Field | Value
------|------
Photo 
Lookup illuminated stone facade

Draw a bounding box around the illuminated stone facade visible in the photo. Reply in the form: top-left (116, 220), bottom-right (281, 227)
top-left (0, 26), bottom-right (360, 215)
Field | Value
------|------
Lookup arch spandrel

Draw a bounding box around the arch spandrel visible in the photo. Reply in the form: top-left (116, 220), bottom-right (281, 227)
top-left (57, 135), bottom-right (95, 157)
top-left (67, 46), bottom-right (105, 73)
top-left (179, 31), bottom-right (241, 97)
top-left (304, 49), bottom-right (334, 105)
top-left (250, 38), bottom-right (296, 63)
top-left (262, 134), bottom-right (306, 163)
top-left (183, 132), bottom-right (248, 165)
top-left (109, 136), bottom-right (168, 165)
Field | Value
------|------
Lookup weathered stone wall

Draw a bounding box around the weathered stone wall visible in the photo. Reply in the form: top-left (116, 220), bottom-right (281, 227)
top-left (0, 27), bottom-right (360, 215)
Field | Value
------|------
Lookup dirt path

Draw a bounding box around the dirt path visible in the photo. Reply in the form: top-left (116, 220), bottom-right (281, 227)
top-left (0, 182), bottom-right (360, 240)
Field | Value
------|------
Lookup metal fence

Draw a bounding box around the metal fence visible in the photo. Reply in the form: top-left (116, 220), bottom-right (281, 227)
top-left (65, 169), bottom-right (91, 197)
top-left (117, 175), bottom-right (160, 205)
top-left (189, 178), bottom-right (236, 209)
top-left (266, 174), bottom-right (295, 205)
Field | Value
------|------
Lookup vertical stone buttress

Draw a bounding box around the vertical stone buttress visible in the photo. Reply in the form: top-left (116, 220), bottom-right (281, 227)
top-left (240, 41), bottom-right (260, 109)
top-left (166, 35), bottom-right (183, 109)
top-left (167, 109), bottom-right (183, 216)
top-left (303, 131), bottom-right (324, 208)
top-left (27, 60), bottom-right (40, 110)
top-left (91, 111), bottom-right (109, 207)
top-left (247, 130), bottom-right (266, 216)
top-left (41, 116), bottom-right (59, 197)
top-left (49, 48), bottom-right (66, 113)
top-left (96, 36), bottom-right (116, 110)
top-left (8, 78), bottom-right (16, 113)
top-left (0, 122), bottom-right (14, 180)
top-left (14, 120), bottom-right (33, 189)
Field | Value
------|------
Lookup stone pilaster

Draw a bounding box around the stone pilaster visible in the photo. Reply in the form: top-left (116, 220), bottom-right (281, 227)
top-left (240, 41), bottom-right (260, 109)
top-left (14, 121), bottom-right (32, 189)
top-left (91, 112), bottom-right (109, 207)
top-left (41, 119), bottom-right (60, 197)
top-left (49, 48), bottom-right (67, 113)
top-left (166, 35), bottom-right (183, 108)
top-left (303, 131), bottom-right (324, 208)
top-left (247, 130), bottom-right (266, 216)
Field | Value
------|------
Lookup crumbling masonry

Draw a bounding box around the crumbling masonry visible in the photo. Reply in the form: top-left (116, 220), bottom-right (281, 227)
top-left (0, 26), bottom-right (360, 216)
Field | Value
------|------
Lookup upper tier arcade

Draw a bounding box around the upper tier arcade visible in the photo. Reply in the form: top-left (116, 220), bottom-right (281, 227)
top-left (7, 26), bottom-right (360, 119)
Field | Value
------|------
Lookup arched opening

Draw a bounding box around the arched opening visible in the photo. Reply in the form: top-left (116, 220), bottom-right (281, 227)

---*---

_SET EXERCISE:_ Your task is to print the whole listing again exactly.

_EXERCISE OUTPUT:_
Field | Value
------|------
Photo 
Lookup illuminated stone facade

Draw a bounding box around the illuminated stone facade visible in the photo. Reply in the form: top-left (116, 220), bottom-right (281, 227)
top-left (0, 26), bottom-right (360, 215)
Field | Value
------|------
Lookup arch spandrel

Draw a bounding box around the arch spandrel visible in the photo. Reply in the form: top-left (116, 220), bottom-right (281, 227)
top-left (57, 135), bottom-right (95, 157)
top-left (67, 46), bottom-right (105, 73)
top-left (179, 31), bottom-right (241, 97)
top-left (304, 49), bottom-right (334, 105)
top-left (250, 38), bottom-right (296, 63)
top-left (262, 134), bottom-right (306, 163)
top-left (183, 132), bottom-right (248, 165)
top-left (109, 136), bottom-right (168, 165)
Field | Value
------|------
Lookup weathered stone wall

Draw a bounding box around the weathered stone wall visible in the photo. Reply in the form: top-left (116, 220), bottom-right (281, 227)
top-left (0, 27), bottom-right (360, 215)
Field | Value
------|------
Lookup dirt path

Draw a bounding box around the dirt path visible in the photo. Reply in the form: top-left (116, 220), bottom-right (281, 227)
top-left (0, 182), bottom-right (360, 240)
Field | Value
------|------
Lookup metal fence

Draw a bounding box around the metal fence visible in the photo. Reply in the form: top-left (116, 220), bottom-right (281, 227)
top-left (65, 169), bottom-right (91, 197)
top-left (117, 175), bottom-right (160, 205)
top-left (189, 178), bottom-right (236, 209)
top-left (266, 174), bottom-right (295, 205)
Field | Value
------|------
Lookup vertical stone buttress

Draw a bounding box around the vertical stone buttress visible in the photo. Reply in the form: top-left (116, 220), bottom-right (281, 227)
top-left (240, 41), bottom-right (260, 109)
top-left (166, 35), bottom-right (183, 109)
top-left (167, 109), bottom-right (183, 216)
top-left (303, 131), bottom-right (324, 208)
top-left (27, 60), bottom-right (40, 110)
top-left (91, 111), bottom-right (109, 207)
top-left (247, 130), bottom-right (266, 216)
top-left (41, 116), bottom-right (59, 197)
top-left (49, 48), bottom-right (66, 113)
top-left (96, 36), bottom-right (116, 110)
top-left (8, 78), bottom-right (16, 113)
top-left (0, 122), bottom-right (14, 180)
top-left (14, 120), bottom-right (33, 189)
Field | Value
------|------
Lookup stone pilaster

Draw a bounding box around the stone pilaster visible in the photo. Reply in the form: top-left (116, 220), bottom-right (281, 227)
top-left (240, 41), bottom-right (260, 109)
top-left (14, 121), bottom-right (32, 189)
top-left (91, 112), bottom-right (109, 207)
top-left (41, 119), bottom-right (60, 197)
top-left (49, 48), bottom-right (67, 113)
top-left (166, 35), bottom-right (183, 108)
top-left (303, 131), bottom-right (324, 208)
top-left (247, 130), bottom-right (266, 216)
Field | Value
------|------
Lookup crumbling masonry

Draw a bounding box around the crumbling masonry visible in the photo. Reply in the form: top-left (116, 220), bottom-right (281, 227)
top-left (0, 26), bottom-right (360, 216)
Field | Value
------|------
Lookup upper tier arcade

Draw a bounding box around the upper tier arcade visible in the photo. Reply in the form: top-left (116, 220), bottom-right (281, 227)
top-left (7, 26), bottom-right (360, 119)
Field | Value
------|------
Lookup arched opening

Draw a bounding box around the arched opening visible in the photo. Reply in the form: top-left (116, 220), bottom-right (281, 227)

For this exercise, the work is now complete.